> [Material provided]:

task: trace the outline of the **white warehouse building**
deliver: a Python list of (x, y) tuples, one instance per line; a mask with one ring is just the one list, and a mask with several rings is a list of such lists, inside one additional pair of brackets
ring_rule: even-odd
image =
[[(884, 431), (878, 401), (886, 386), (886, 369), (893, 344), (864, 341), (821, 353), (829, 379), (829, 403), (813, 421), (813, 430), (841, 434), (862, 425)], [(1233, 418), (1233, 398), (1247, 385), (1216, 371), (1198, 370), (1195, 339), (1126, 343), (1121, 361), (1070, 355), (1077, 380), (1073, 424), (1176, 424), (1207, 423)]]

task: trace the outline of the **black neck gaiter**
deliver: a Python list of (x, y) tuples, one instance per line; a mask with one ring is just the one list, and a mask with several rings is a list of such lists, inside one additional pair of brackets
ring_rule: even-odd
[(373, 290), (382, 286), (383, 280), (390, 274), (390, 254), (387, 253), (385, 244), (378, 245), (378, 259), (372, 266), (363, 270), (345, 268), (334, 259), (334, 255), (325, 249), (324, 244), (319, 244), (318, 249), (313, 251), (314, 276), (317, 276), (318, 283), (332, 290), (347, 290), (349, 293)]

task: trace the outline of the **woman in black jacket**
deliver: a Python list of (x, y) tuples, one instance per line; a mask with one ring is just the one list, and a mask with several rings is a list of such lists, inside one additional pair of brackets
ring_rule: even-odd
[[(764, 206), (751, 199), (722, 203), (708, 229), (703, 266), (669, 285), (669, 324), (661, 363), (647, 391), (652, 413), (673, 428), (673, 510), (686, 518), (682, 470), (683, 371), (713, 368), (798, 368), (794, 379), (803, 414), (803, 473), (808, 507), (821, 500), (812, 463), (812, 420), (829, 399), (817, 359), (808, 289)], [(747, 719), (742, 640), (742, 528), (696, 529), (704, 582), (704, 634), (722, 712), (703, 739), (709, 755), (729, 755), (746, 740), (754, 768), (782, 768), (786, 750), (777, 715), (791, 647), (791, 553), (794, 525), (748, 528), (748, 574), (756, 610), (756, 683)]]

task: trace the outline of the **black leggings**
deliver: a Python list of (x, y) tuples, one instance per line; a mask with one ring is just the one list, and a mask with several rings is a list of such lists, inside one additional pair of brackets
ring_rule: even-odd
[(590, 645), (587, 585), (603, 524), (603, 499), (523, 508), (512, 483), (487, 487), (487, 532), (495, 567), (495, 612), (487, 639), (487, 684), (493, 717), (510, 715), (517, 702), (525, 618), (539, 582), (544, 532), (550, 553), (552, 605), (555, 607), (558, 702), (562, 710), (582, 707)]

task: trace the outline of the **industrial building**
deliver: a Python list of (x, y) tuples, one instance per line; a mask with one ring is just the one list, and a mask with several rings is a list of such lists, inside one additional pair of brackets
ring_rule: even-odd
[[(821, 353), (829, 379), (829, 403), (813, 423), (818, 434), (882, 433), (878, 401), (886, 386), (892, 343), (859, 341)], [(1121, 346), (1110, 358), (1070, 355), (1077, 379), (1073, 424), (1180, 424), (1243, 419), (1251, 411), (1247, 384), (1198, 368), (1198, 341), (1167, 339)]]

> [Problem details]:
Copy out all five entries above, line for line, with nothing changed.

> [Final result]:
task: trace the outline of the **white warehouse building**
deliver: a Python list of (x, y) tuples, one instance per line; a mask with one ring is just the one list, and a mask with several rings is a list of such lists, inside one additional pair of brackets
ring_rule: even-odd
image =
[[(884, 431), (878, 401), (886, 386), (886, 369), (893, 344), (864, 341), (821, 353), (829, 379), (829, 403), (813, 421), (813, 430), (841, 434), (862, 425)], [(1233, 418), (1233, 398), (1247, 385), (1216, 371), (1198, 370), (1195, 339), (1126, 343), (1121, 361), (1070, 355), (1077, 380), (1073, 424), (1176, 424), (1207, 423)]]

task: trace the outline of the **black neck gaiter**
deliver: a Python list of (x, y) tuples, one instance per line; a mask with one ring is just the one list, and a mask with several rings is a list of such lists, inside one additional pair of brackets
ring_rule: even-odd
[(373, 290), (382, 286), (383, 280), (390, 274), (390, 254), (387, 253), (385, 244), (378, 245), (378, 259), (372, 266), (363, 270), (345, 268), (334, 259), (334, 255), (325, 249), (324, 244), (319, 244), (318, 249), (313, 251), (314, 276), (317, 276), (318, 283), (332, 290), (347, 290), (349, 293)]

task: trace the outline of the **woman in black jacket**
deliver: a Python list of (x, y) tuples, one instance per line; a mask with one ring is just the one list, and a mask with several rings is a list of such lists, inside one additional pair of brackets
ring_rule: even-odd
[[(764, 206), (751, 199), (722, 203), (708, 229), (703, 266), (669, 285), (669, 324), (661, 363), (647, 391), (652, 413), (673, 428), (673, 510), (686, 518), (682, 470), (683, 371), (713, 368), (798, 368), (794, 379), (803, 414), (803, 473), (808, 507), (821, 500), (812, 463), (812, 420), (829, 399), (817, 359), (808, 289)], [(747, 719), (742, 640), (742, 528), (696, 529), (704, 582), (704, 634), (722, 712), (703, 739), (709, 755), (729, 755), (746, 740), (754, 768), (782, 768), (786, 750), (777, 715), (791, 647), (791, 553), (794, 525), (748, 528), (748, 574), (756, 610), (756, 683)]]

task: trace the outline of the **black leggings**
deliver: a Python list of (x, y) tuples, one instance per line; a mask with one ring is just the one list, and a mask with several rings is a list of such lists, inside one additional pair of brackets
ring_rule: even-odd
[(590, 645), (587, 585), (603, 524), (603, 499), (523, 508), (512, 483), (487, 487), (487, 532), (495, 567), (495, 612), (487, 639), (487, 684), (493, 717), (510, 715), (517, 702), (525, 618), (539, 582), (544, 532), (550, 553), (552, 605), (555, 607), (558, 702), (562, 710), (582, 707)]

task: trace the outline of the **industrial building**
deliver: a Python list of (x, y) tuples, one instance per line; a mask with one ring is just the one list, and a mask with several rings is a list of such lists, inside one additional pair of brackets
ring_rule: even-odd
[[(821, 353), (829, 379), (829, 403), (813, 423), (818, 434), (882, 433), (878, 401), (886, 386), (892, 343), (859, 341)], [(1121, 346), (1110, 358), (1070, 355), (1077, 379), (1073, 424), (1180, 424), (1243, 419), (1251, 411), (1247, 384), (1198, 368), (1198, 341), (1167, 339)]]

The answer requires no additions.